▶ **O SEU OBJETIVO**
Segundo o texto sobre o modelo financeiro do capitalismo global, quais são as duas redes de poder em que esse modelo assenta a sua eficácia?
═════ EXCERTO DA FONTE
O actual modelo financeiro que
domina em absoluto o capitalismo global dos dias de hoje – realidade incontestada
tanto à direita como à esquerda! – assenta toda a sua eficácia em dois pilares
essenciais, constituídos por duas nebulosas redes de poder: a bem (p)reservada rede de ‘off-shores’ (os famigerados ‘paraísos
fiscais’) e a tentacular rede de
‘analistas do mercado’, vulgarmente designados apenas por ‘analistas’,
tão dominadores e exclusivos eles se tornaram. Os primeiros funcionam
como o destino privilegiado de refúgio do capital errante, a sua base material; os segundos actuam em nome e para o mercado, são eles que o moldam ao
sabor de ideologias que tão bem acoitam os viscosos interesses que servem e
entranham (corroendo) as sociedades, são
eles, enfim, o mercado (mesmo que a
maioria deles colha ‘apenas’ as migalhas destinadas aos serventuários – ainda
assim chorudas mordomias se aferido pela bitola dos rendimentos obtidos pelo
comum das pessoas).
══════════
═════ LINHAS
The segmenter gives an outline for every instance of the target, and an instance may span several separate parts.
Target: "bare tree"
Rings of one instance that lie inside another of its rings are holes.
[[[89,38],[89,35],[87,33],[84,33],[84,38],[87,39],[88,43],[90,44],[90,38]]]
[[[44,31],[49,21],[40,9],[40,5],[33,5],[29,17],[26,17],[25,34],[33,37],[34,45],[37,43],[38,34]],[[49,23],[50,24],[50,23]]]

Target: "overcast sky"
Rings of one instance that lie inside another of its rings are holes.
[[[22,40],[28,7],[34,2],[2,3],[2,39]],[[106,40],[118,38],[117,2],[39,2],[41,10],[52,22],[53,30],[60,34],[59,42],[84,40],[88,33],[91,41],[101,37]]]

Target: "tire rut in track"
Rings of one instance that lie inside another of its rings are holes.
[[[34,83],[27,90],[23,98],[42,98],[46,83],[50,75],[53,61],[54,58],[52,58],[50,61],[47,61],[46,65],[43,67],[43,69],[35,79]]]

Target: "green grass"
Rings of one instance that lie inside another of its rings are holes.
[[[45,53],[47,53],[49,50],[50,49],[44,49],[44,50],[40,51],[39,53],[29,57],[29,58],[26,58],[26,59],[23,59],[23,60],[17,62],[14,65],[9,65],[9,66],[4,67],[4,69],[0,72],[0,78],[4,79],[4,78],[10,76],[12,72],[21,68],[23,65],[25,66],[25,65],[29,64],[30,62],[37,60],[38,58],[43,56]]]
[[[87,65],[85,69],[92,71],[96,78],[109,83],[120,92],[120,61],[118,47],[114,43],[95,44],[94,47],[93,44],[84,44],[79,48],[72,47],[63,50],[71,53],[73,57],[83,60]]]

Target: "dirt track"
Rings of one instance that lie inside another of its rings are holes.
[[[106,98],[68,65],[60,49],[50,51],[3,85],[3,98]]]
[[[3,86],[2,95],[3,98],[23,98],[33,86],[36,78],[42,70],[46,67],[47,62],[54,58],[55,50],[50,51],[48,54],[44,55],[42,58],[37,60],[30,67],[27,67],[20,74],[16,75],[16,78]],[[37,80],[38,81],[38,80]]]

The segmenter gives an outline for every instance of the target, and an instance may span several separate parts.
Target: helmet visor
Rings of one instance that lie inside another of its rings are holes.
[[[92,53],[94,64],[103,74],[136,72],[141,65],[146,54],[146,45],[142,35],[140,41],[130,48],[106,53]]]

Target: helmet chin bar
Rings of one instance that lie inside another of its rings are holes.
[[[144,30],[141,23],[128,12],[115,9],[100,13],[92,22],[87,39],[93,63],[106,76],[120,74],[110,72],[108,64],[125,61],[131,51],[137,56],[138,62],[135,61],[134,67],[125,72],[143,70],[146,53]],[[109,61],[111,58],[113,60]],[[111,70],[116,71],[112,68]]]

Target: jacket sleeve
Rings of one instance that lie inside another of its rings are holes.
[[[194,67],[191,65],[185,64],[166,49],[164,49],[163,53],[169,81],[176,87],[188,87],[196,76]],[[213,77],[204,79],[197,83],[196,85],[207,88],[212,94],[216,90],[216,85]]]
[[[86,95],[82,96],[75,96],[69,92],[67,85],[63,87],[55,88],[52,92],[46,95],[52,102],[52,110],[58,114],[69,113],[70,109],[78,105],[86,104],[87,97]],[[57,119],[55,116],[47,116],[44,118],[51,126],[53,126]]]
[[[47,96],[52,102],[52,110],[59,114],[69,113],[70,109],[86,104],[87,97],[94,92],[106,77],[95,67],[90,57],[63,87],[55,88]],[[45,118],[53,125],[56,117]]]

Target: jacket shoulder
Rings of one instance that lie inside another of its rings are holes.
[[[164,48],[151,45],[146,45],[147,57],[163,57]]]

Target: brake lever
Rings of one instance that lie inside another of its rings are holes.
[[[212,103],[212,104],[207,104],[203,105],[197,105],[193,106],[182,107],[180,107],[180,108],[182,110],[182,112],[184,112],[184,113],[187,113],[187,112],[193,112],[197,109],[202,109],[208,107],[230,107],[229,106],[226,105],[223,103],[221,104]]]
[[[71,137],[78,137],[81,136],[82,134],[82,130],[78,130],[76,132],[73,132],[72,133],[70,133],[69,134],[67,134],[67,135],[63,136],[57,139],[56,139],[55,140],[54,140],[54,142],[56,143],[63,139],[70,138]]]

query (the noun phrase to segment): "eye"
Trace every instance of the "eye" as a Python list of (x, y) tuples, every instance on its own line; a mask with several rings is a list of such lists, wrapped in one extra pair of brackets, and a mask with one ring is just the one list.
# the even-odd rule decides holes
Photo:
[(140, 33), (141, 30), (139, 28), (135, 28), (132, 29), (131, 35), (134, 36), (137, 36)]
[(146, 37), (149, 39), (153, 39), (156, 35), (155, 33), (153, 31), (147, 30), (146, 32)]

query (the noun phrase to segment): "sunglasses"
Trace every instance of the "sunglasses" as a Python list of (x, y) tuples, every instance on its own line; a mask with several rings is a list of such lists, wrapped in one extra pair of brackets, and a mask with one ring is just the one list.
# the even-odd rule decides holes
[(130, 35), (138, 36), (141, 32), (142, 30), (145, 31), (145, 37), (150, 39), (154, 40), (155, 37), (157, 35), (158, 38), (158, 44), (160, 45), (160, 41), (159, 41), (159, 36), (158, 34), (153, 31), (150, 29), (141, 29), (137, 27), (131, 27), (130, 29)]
══════════
▶ **RESULTADO DO EXERCÍCIO**
A rede de ‘off-shores’ (os ‘paraísos fiscais’) e a rede de ‘analistas do mercado’.